__Text__
The discontinuous deformation analysis is a novel numerical analysis approach that combines mathematical topology with engineering practice. It can be used to simulate the interaction process between ice and structures, visualize the ice failure process, and calculate the structural dynamic response at each time step after ice impact, making the simulation of ice failure closer to reality. However, this method is relatively less used in ice load studies.

In this study, the discrete element method is utilized to investigate the correlations between sea ice failure modes and ice loads. This study observes different characteristics, such as the non-continuous distribution of ice block shapes and sizes, throughout the sea ice failure process [29]. The sea ice failure process during interactions with vertical structures is illustrated in Figure 1. In Figure 1b, it can be observed that the primary sea ice failure mode in the discrete element method simulation is crushing failure. After the interaction between the sea ice and the vertical structure, a significant amount of powder-like sea ice is generated, continuously squeezed out from the contact surface between the sea ice and the structure.

2.2. Numerical Model

This study utilizes discrete element high-performance computing software (Software Patent No. CN104951601A) [30,31,32] to simulate the interaction between sea ice and structures, focusing on the ice failure modes and the calculation of ice loads on structures. The software employs viscoelastic and plastic models to describe the mechanical processes, such as crushing, bending, and buckling failure, between elements. The load model mainly consists of two parts: one simulates the fracture process between bonded sea ice elements, and the other simulates the frictional collision effects between non-frozen ice elements.

Sea ice is composed of spherical elements of uniform mass and size, arranged in a regular pattern, with the three non-contacting sides fixed using linear spring boundaries. Because of the effect of ice particle size, to maintain the same density of ice particles under different contact areas, the height of each layer of ice particles is kept consistent. The interaction between the ice particles uses an elastic–viscous contact model based on the Mohr–Coulomb theory [33], and a parallel bonding model is used when combining spherical ice particles into smooth ice. Two adjacent sea ice elements are considered bonded together through the parallel bonding model, with an elastic bonding disc set between the bonded particle units, as illustrated in Figure 2 [11]. Such a model can transmit both forces and moments, capable of withstanding certain tension and compressive forces, and they break upon collision with structures under the influence of ocean currents, thereby allowing for the study of sea ice failure modes [34,35].

__What is expected__
For each statement below, decide whether it agrees with the text on sea ice simulation above, and answer yes or no, quoting the words of the text that decide it. (a) In the discrete element method simulation, the primary sea ice failure mode is bending failure. (b) The model builds sea ice from spherical elements of uniform mass and size. (c) Discontinuous deformation analysis is widely used in ice load studies.

(Saved data entries)
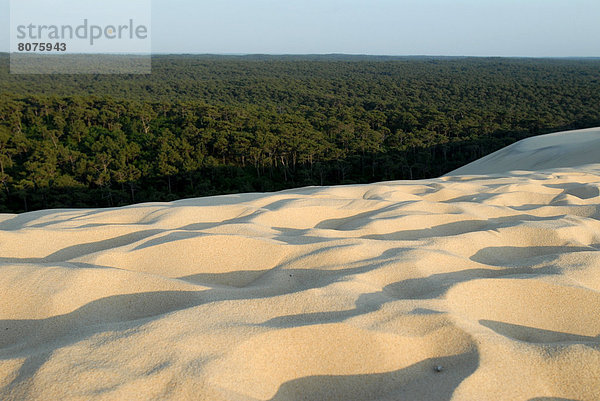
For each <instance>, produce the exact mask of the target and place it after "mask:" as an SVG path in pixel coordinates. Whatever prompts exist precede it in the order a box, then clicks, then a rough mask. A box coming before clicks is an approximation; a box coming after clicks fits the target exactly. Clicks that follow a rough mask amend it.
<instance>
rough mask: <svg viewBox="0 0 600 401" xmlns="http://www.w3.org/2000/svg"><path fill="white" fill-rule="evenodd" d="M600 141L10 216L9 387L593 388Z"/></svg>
mask: <svg viewBox="0 0 600 401" xmlns="http://www.w3.org/2000/svg"><path fill="white" fill-rule="evenodd" d="M599 135H600V130H587V131H580V132H574V133H561V134H555V135H550V136H545V137H538V138H533V139H529V140H527V141H524V142H521V143H519V144H516V145H513V146H511V147H508V148H507V149H505V150H502V151H500V152H498V153H496V154H495V155H492V156H489V157H488V158H484V159H483V160H482V161H479V162H476V163H474V164H472V165H470V166H467V167H465V168H463V169H460V170H458V171H457V172H455V174H454V175H449V176H445V177H442V178H439V179H432V180H424V181H415V182H388V183H381V184H374V185H357V186H344V187H334V188H304V189H298V190H291V191H284V192H279V193H274V194H244V195H232V196H222V197H214V198H205V199H193V200H183V201H178V202H173V203H168V204H143V205H135V206H130V207H124V208H119V209H108V210H54V211H41V212H34V213H26V214H21V215H2V216H0V272H1V274H0V294H1V296H0V400H163V399H164V400H187V399H189V400H453V401H456V400H525V401H533V400H537V401H541V400H547V401H548V400H590V401H592V400H596V401H597V400H599V399H600V252H599V251H600V164H592V163H593V162H594V161H597V162H599V163H600V159H598V160H596V159H595V156H594V155H598V154H600V139H599V138H600V136H599ZM582 150H583V151H584V152H583V153H582ZM584 164H585V166H583V165H584ZM509 169H510V170H521V171H513V172H508V171H507V170H509ZM525 170H534V171H525ZM468 174H480V175H468ZM481 174H488V175H481Z"/></svg>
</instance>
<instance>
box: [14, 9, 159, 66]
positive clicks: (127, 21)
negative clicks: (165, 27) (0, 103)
mask: <svg viewBox="0 0 600 401" xmlns="http://www.w3.org/2000/svg"><path fill="white" fill-rule="evenodd" d="M151 34H152V31H151V0H126V1H123V0H119V1H117V0H102V1H98V0H54V1H48V0H11V1H10V72H11V73H13V74H60V73H64V74H77V73H81V74H90V73H91V74H149V73H150V72H151V69H152V63H151V52H152V47H151Z"/></svg>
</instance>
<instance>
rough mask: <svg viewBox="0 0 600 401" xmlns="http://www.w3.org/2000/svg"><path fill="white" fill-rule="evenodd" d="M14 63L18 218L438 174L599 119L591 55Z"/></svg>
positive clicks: (598, 99) (1, 110)
mask: <svg viewBox="0 0 600 401" xmlns="http://www.w3.org/2000/svg"><path fill="white" fill-rule="evenodd" d="M98 62H102V61H101V59H100V60H99V61H98ZM8 63H9V57H8V55H7V54H0V93H1V95H2V96H1V98H0V211H5V212H6V211H12V212H20V211H26V210H35V209H40V208H55V207H101V206H117V205H124V204H128V203H133V202H143V201H166V200H173V199H178V198H183V197H195V196H206V195H216V194H223V193H235V192H249V191H272V190H278V189H284V188H292V187H297V186H306V185H332V184H350V183H367V182H375V181H382V180H395V179H417V178H429V177H435V176H439V175H442V174H444V173H446V172H448V171H451V170H452V169H455V168H457V167H459V166H461V165H463V164H465V163H468V162H470V161H472V160H474V159H477V158H479V157H481V156H484V155H485V154H487V153H490V152H492V151H495V150H497V149H499V148H501V147H503V146H506V145H508V144H510V143H512V142H514V141H516V140H519V139H522V138H525V137H527V136H531V135H537V134H541V133H547V132H551V131H557V130H563V129H578V128H587V127H592V126H599V125H600V60H592V59H587V60H586V59H581V60H568V59H562V60H544V59H502V58H431V57H412V58H408V57H405V58H402V57H367V56H363V57H360V56H209V55H207V56H199V55H181V56H154V57H153V62H152V63H153V64H152V65H153V72H152V74H149V75H11V74H9V73H8Z"/></svg>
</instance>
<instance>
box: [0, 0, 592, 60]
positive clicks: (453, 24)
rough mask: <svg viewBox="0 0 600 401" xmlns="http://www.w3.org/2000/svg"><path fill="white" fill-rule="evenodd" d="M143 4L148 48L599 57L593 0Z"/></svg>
mask: <svg viewBox="0 0 600 401" xmlns="http://www.w3.org/2000/svg"><path fill="white" fill-rule="evenodd" d="M13 1H23V2H25V1H28V0H13ZM127 1H128V0H123V3H126V2H127ZM148 1H151V3H152V25H151V32H152V51H153V52H154V53H216V54H257V53H259V54H328V53H346V54H373V55H445V56H505V57H511V56H515V57H600V1H599V0H458V1H454V0H210V1H206V0H148ZM56 2H59V3H60V4H61V5H65V6H67V7H68V4H69V3H72V4H81V3H80V2H81V0H54V1H53V3H56ZM48 4H50V0H49V1H48ZM9 11H10V7H9V0H0V27H2V32H1V34H0V51H8V50H9V43H10V40H9V37H10V30H9V28H8V27H9ZM32 16H35V10H32Z"/></svg>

__Answer space__
(a) No: "the primary sea ice failure mode in the discrete element method simulation is crushing failure."
(b) Yes: "Sea ice is composed of spherical elements of uniform mass and size"
(c) No: "this method is relatively less used in ice load studies."